◆ TASK DIRECTIONS: Set down every line of the records below word for word, keeping each unchanged.

───── DATASET ─────

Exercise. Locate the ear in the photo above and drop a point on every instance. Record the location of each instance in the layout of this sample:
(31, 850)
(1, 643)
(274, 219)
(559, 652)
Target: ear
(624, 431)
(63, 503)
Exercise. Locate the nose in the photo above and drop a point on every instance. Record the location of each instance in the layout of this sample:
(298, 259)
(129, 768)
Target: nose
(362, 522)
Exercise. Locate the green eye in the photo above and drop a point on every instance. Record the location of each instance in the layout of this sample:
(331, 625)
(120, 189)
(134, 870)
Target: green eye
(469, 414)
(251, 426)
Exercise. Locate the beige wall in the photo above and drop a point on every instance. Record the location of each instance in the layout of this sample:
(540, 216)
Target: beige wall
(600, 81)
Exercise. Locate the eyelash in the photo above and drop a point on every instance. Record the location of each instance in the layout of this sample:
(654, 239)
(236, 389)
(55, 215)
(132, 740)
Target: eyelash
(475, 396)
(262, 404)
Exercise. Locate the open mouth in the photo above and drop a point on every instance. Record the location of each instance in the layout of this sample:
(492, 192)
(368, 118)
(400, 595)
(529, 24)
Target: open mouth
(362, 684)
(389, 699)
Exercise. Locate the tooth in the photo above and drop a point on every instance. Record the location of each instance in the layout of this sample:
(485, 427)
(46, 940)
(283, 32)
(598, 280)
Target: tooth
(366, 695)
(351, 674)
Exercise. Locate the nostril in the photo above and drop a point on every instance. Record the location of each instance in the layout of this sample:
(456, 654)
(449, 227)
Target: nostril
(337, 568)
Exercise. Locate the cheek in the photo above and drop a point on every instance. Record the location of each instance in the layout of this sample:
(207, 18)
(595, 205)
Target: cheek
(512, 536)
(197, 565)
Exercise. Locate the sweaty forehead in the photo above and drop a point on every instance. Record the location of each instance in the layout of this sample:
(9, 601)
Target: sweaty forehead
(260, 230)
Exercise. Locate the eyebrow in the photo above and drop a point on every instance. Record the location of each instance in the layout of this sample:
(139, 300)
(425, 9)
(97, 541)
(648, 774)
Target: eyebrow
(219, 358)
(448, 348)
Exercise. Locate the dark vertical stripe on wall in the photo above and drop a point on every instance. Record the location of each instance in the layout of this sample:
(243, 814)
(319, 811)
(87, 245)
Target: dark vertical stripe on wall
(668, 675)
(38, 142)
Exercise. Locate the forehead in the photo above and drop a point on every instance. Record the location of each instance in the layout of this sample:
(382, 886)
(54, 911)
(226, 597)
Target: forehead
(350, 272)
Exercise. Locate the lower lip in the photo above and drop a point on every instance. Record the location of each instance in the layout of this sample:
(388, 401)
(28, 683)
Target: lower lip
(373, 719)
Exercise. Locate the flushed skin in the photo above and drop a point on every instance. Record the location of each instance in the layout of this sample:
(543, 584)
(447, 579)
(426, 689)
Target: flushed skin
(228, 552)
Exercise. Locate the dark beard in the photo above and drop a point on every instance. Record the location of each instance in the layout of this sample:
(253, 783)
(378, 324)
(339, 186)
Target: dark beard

─────

◆ RESULT:
Exercise. Locate the ear in the photo above and drop a point on every instance. Record the location of each instance in the layout of this sample:
(31, 850)
(1, 643)
(274, 219)
(559, 652)
Target: ear
(624, 431)
(63, 503)
Exercise. Locate the nose in the photo above and drop a point on every instance. Record the location of each instance in the layout of this sample:
(298, 259)
(129, 768)
Target: nose
(362, 522)
Exercise. Locate the green eye in the photo above and drop a point on every instance. Record the location of each instance in the layout of this sample:
(331, 625)
(120, 189)
(134, 870)
Target: green eye
(469, 414)
(251, 426)
Exercise. Locate the beige wall in the photo above and drop a point on every instance. Record the location of each instance in the layout of this sample:
(540, 216)
Target: beige wall
(600, 81)
Exercise. Locate the eyelash in the photo above and drop a point on every instance. Record the location of each instance in the layout of this sample:
(654, 239)
(236, 389)
(55, 215)
(132, 740)
Target: eyelash
(475, 396)
(262, 404)
Exercise. Locate the open mouth in the photo above and drop a point on every instance. Record the location of each instance in the layout of this sample:
(492, 192)
(368, 118)
(400, 595)
(529, 24)
Target: open mouth
(362, 684)
(389, 699)
Exercise. Locate the tooth in the photo above and drop a point on every instance. Record the location of each instance in the layout of this sample:
(485, 427)
(46, 940)
(283, 32)
(598, 280)
Target: tooth
(366, 695)
(351, 674)
Exercise. Locate the nostril in the photo above and drop a point on every instance. Record the location of each instance in the layout of this sample:
(456, 654)
(449, 227)
Target: nostril
(337, 568)
Exercise. Locate the cheek in the photo above and drop a point on every instance. Record the location of each instance in the layout of this sample:
(207, 18)
(595, 205)
Target: cheek
(512, 536)
(197, 565)
Exercise. Locate the sweaty forehead in the photo above and drop a point on every instance. Record the location of each instance in the layout of this sample:
(9, 601)
Target: sweaty forehead
(260, 230)
Exercise. Locate the eyebrow in the photo above and drop a point on every instance. Record the location of each instance in the layout of this sample:
(139, 300)
(425, 9)
(97, 541)
(648, 774)
Target: eyebrow
(219, 358)
(448, 348)
Exercise. Locate the dark vertical stripe on wall in the photo above and drop a point on every instance. Record the location of each instance in the layout of this sample:
(243, 814)
(319, 811)
(87, 245)
Target: dark vertical stripe on wall
(668, 675)
(38, 142)
Exercise. Locate the forehead in the photo above and drop a point on every instance. Record the location of each instance in the layout of this sample:
(382, 886)
(54, 911)
(226, 597)
Target: forehead
(350, 272)
Exercise. Locate the lower lip in the photo above and drop a point on every instance. Record the location of each instance in the layout of this sample:
(388, 401)
(28, 683)
Target: lower lip
(373, 719)
Exercise. Locate the flushed skin in the photo above and drop a point on every instance. Record the location of each instance in the layout of this sample:
(543, 584)
(447, 579)
(426, 689)
Target: flushed skin
(228, 552)
Exercise. Locate the dark beard in the photo above and drop a point on every instance. Record the location of each instance in the layout of this sample:
(253, 783)
(378, 324)
(339, 186)
Target: dark beard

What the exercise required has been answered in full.